> _Problem requirements_:
Write the entries out exactly. Any images they hold stay out of the copy.

======== Material for this task

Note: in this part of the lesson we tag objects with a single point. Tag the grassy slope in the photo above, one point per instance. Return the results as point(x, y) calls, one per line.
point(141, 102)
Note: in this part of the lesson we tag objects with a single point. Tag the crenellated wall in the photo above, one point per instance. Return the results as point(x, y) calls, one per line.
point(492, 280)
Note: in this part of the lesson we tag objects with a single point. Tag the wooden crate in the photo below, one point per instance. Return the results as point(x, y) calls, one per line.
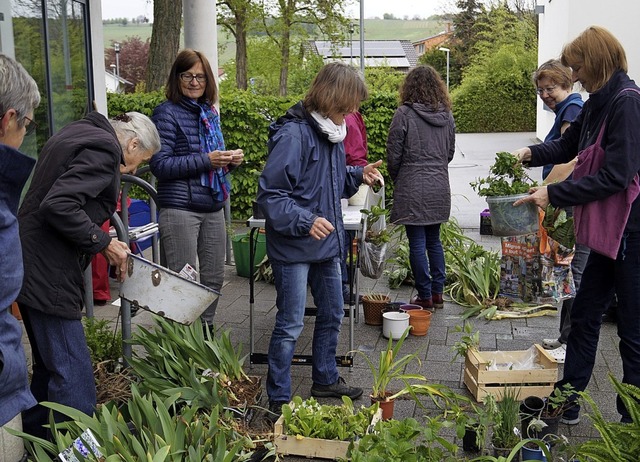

================

> _Answer to the exercise_:
Note: in this part of the lesson we tag objects with a single point. Tag the grassy slope in the photo above, one point per instance. Return the results as point(x, y) calls, one per line.
point(141, 102)
Note: in this part of the lesson we tag objects with a single point. Tag the crenellated wall in the photo above, one point per instance. Return the results as point(x, y) calls, one per line.
point(492, 280)
Note: in this part of the lesson we tag objects with a single point. Tag the wooden crate in the photo below, one point per instance. Return the results as point(x, y) calls, one per line.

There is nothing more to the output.